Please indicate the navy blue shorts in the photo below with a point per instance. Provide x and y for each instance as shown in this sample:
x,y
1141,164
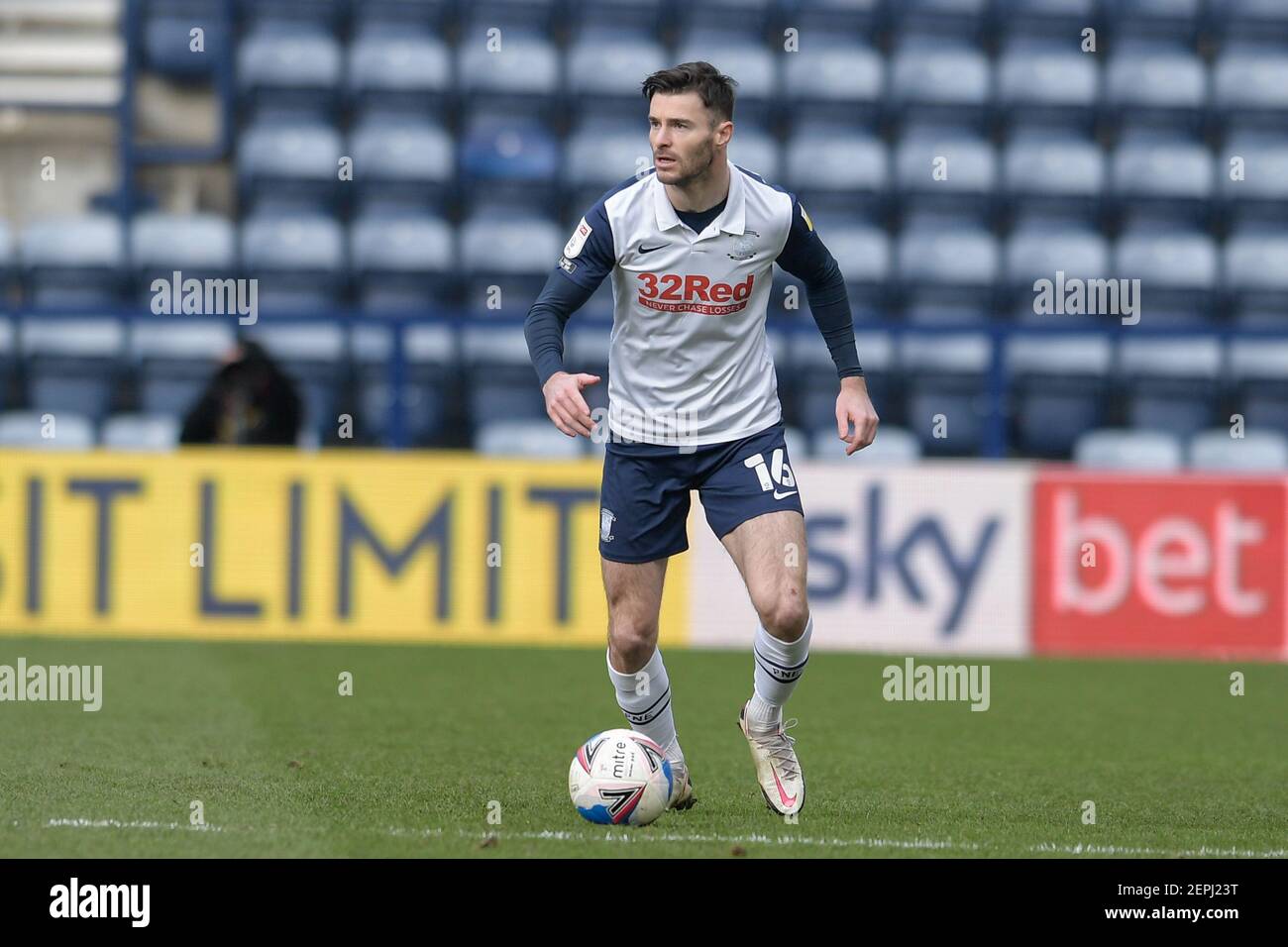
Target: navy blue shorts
x,y
644,495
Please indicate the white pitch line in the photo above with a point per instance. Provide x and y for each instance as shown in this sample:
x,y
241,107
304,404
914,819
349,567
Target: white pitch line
x,y
634,836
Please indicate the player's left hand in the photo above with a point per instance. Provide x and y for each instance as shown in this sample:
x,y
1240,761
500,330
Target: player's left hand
x,y
854,406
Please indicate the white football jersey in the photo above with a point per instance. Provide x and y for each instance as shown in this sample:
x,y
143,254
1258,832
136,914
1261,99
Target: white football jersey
x,y
690,363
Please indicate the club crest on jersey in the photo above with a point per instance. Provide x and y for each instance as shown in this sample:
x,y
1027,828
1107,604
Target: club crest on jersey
x,y
694,292
743,248
773,474
578,240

Given task:
Print all of the lines above exactly as they appear, leaving out the pictures.

Exercise output:
Please indicate the navy blue shorts in the photo below with a point per instance. Provide x and y for each instance as shown in this sample:
x,y
1141,164
Target: navy blue shorts
x,y
644,495
Please indicate the white pitch line in the photo above with a point per instance. Provide x and y for each instance as shown in this sample:
x,y
241,107
304,404
914,819
349,567
Target: white pitch line
x,y
634,836
Please indicate the player's left hand in the photo above with a point per instance. Provide x and y for each instance as shown in this sample:
x,y
1240,761
500,330
Target: player's left hand
x,y
854,406
Please indicate the white football jersey in the photo above with a point per instance. Provide x and y for each instance as shown in this sample:
x,y
143,254
1258,832
136,914
1261,99
Target: white football jersey
x,y
690,363
Please indicate the club crest on jersey in the photo above with a point per instance. Provide x and y for each instance as shown in this sample:
x,y
1027,828
1107,604
Target: club crest on jersey
x,y
694,292
743,248
773,474
578,240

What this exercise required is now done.